==== Page extract

The spirit of the Organization of Ukrainian Nationalists (OUN) leader Stepan Bandera lives on in Ukraine and internationally.
As a perennial exercise, a group of cowards once again defaced Bandera’s grave in Munich over the weekend, thinking that this somehow will diminish or eradicate his spirit. These actions only highlight and strengthen Bandera’s spirit and are a reminder of how strong this spirit is. If it was not, why would they bother to risk sneaking around a cemetery at night to deface a place of rest. Despicable!!
A simple message to those responsible for the desecration: It won’t work!
Not only is the grave set in stone, but so is the Bandera spirit. An erratic splashing of paint or strewing of rubbish around the grave only solidifies the spirit and exposes the crudeness of those involved.
The spirit of Bandera and OUN then and now work to promote the aspirations of a nation and they are a positive element in building Ukrainian statehood; likewise, this spirit of Ukrainian nationalism offers then and now a positive trait that individuals can use to identify with their nation and its interests while opposing those who endeavour not to allow Ukraine to determine its own destiny. These aspirations are alive and well.
These elements of nationhood, statehood and a desire to determine Ukraine’s destiny by demanding territorial sovereignty are very much part of the DNA of the Ukrainian people and the Ukrainian diaspora.
Are there challenges? Yes, there are. But Ukrainians are united under the banner of building a state, which includes safeguarding their own unique identity and language, pursuing economic development, fostering public and cultural diplomacy, and enjoying all of the varied facets that come with being a European nation.
On the cusp of the 30th anniversary of Ukraine’s independence, we can reflect on the road to independence, the struggles of OUN-UPA (Organization of Ukrainian Nationalists and the Ukrainian Insurgent Army) against two genocidal enemies, the Ukrainian formation of Divizia Halychyna (the Galicia Division) in the forlorn hopes of creating a national army, and the political prisoners of the 1950s, 1960s, 1970s and 1980s who fought with the same aspirations – a free, independent and sovereign Ukraine.
Today Russian aggression continues in eastern Ukraine. Some of those individuals who fight in Ukraine’s armed forces today say “we are the new UPA. We are fighting for the same aspirations – sovereignty.”

========

What you will do »
In the text about Bandera's grave, what does the state-building that unites Ukrainians include? List each item.

==== Data under study

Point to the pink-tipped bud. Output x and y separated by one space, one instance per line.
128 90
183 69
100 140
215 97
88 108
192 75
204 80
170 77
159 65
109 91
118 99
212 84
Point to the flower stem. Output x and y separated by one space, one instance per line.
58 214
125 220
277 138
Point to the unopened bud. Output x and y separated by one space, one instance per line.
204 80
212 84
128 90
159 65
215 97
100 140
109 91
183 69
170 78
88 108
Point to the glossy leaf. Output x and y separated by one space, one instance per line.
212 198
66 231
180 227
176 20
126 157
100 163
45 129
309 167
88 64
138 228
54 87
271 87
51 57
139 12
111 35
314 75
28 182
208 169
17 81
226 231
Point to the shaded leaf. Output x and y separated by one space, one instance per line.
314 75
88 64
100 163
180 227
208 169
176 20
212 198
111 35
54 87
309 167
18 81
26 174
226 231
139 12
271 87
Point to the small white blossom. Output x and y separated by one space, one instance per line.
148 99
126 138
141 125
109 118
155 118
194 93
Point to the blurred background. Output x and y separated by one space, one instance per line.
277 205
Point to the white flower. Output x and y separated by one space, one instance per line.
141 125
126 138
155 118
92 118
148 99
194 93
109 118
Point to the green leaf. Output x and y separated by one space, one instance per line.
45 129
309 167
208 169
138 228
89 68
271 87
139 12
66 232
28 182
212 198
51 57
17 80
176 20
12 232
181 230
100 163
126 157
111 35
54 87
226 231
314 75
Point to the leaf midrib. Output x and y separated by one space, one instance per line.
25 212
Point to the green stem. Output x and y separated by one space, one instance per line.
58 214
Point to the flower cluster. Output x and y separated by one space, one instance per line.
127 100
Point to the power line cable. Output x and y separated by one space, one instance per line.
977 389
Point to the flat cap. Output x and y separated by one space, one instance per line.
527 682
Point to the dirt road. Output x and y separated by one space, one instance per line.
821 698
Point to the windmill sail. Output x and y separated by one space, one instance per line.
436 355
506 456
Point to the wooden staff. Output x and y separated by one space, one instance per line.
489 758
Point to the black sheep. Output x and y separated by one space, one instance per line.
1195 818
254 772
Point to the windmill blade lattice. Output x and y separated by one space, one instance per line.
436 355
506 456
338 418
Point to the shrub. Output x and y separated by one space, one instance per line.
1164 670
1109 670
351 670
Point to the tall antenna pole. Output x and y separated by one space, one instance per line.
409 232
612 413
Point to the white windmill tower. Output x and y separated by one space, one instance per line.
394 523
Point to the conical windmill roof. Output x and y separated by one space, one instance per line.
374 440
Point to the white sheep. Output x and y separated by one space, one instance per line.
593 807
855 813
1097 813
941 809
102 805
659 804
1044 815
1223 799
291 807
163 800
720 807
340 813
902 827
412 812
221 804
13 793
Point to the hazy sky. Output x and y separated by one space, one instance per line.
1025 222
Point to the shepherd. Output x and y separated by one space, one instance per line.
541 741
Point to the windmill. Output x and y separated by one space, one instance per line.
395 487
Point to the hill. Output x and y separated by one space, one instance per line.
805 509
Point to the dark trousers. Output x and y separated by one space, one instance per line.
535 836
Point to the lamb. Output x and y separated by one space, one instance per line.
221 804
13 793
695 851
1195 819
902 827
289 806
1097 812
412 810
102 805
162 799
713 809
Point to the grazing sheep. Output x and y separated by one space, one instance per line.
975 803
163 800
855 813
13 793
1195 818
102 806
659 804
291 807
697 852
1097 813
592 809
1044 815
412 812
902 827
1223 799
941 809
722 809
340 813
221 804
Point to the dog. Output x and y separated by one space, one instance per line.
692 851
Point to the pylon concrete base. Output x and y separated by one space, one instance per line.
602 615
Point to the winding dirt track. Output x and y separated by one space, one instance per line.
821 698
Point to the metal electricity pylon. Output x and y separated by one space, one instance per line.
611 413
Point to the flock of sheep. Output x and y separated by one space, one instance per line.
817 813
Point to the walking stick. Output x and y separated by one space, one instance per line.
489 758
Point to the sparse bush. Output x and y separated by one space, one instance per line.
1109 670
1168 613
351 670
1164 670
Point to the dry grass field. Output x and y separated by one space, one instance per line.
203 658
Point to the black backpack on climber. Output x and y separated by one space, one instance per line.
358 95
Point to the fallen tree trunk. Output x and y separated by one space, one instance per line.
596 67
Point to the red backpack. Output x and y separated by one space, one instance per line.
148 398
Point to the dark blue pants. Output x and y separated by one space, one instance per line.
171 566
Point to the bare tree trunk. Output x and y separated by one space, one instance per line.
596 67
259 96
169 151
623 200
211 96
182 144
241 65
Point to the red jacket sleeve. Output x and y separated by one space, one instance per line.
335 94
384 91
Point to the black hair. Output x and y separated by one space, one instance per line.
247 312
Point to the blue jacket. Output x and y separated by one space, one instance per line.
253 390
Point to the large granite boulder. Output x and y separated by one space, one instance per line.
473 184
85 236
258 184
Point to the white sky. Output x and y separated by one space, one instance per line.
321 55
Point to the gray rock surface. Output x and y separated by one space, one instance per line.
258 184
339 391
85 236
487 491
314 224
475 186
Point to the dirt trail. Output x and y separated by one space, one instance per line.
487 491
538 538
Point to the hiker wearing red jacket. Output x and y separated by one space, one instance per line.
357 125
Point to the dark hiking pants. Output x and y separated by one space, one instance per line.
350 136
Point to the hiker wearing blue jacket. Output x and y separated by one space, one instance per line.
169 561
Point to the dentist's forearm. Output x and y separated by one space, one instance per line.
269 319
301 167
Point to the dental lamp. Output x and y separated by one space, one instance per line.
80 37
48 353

========

Response to the task »
- Safeguarding their own unique identity and language
- Pursuing economic development
- Fostering public and cultural diplomacy
- Enjoying all of the varied facets that come with being a European nation